##### Listed records

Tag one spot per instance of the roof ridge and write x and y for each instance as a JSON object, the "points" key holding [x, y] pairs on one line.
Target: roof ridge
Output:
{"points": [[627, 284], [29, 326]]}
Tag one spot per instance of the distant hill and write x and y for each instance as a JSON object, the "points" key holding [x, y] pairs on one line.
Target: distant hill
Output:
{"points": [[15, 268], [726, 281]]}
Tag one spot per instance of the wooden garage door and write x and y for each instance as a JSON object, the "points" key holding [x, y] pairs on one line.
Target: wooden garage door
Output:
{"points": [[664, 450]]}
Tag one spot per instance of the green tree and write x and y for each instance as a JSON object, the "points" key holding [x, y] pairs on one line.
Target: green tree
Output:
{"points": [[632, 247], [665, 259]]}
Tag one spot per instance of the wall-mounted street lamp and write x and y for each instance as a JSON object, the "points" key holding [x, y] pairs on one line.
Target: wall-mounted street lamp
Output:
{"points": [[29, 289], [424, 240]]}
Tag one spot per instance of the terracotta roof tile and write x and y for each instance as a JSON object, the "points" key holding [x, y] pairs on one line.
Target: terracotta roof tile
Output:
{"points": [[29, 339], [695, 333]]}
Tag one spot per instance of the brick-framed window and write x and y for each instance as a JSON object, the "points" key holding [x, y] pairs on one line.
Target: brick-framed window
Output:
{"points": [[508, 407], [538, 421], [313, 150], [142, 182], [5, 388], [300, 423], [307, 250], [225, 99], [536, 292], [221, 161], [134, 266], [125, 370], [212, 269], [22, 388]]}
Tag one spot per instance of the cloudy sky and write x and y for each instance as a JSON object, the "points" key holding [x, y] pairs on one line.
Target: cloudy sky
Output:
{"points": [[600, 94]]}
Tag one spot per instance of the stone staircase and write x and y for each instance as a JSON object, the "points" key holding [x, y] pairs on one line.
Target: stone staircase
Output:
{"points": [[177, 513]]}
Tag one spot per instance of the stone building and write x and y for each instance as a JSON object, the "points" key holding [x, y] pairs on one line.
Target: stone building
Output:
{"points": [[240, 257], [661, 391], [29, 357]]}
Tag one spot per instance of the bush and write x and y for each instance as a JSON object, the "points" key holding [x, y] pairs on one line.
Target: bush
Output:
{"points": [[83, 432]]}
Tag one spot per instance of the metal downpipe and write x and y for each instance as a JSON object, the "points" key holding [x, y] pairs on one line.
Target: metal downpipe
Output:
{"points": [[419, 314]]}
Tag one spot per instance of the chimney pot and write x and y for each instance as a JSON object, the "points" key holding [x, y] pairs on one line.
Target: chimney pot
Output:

##########

Copy each line of the data above exactly as it appears.

Tag one spot per instance of the roof ridge and write x and y for each instance as a JSON object, the "points" key holding [x, y] pairs on one line.
Target: roof ridge
Output:
{"points": [[627, 284], [29, 326]]}
Tag one spot per instance of the distant hill and write x and y for each instance as a JSON object, the "points" key holding [x, y] pairs on one line.
Target: distant hill
Output:
{"points": [[15, 268], [726, 281]]}
Tag one spot per instance of the wooden garage door and write x and y for each instance as a JSON object, the "points" key holding [x, y] pairs on one line.
Target: wooden garage door
Output:
{"points": [[664, 450]]}
Tag one spot per instance of the green tree and write x and y for each instance as a JSON object, the "points" key holding [x, y] pairs on one line.
Target: green tree
Output:
{"points": [[632, 247], [665, 259]]}
Tag one spot per instance of the wall-mounted street lamp and write x and y for each instance as a JSON object, the "points" key holding [x, y] pairs on one line.
Target: wall-mounted street lamp
Output:
{"points": [[29, 289], [424, 240]]}
Tag one spot per instance of the terracotta roof tile and write x and y for each instance as a JSON object, the "points" key holding [x, y] pairs on one line.
Target: terracotta roof tile
Output:
{"points": [[29, 339], [695, 333]]}
Tag one spot per instance of the brick-framed window and write x and y for each instance as a JSON object, the "points" key holding [x, y] pairs on one line.
Target: brick-framed window
Output:
{"points": [[508, 407], [538, 421], [313, 150], [142, 182], [5, 388], [300, 423], [307, 250], [225, 99], [536, 292], [221, 161], [134, 266], [125, 370], [212, 269], [22, 388]]}
Tag one spot per instance of the cloudy sky and write x and y for each instance as a JSON object, the "points" key holding [x, y] pairs on one line.
Target: cloudy sky
Output:
{"points": [[600, 94]]}
Tag one spot per instance of the stone staircase and write x and y for each instance as a JSON object, the "points" key holding [x, y] pairs on one line.
Target: stone staircase
Output:
{"points": [[177, 513]]}
Tag one spot per instance of the stone building and write x and y for each instance as a JSON object, the "points" key holding [x, y] pairs on one line.
Target: stone building
Output:
{"points": [[240, 257], [661, 391], [29, 357]]}
Tag one spot per instance of the bush and write x and y for each instance as a JSON object, the "points" key holding [x, y] pairs on one line.
Target: bush
Output:
{"points": [[83, 432]]}
Tag one spot per instance of the metal downpipe and write x and y for each instance as a JSON object, the "points" key holding [x, y] pairs on one line.
Target: metal downpipe
Output:
{"points": [[419, 314]]}
Tag one spot per instance of the chimney pot and write x and y for each instance as a JSON object, the "points" key holding [x, y] pairs on one line.
Target: chimney pot
Output:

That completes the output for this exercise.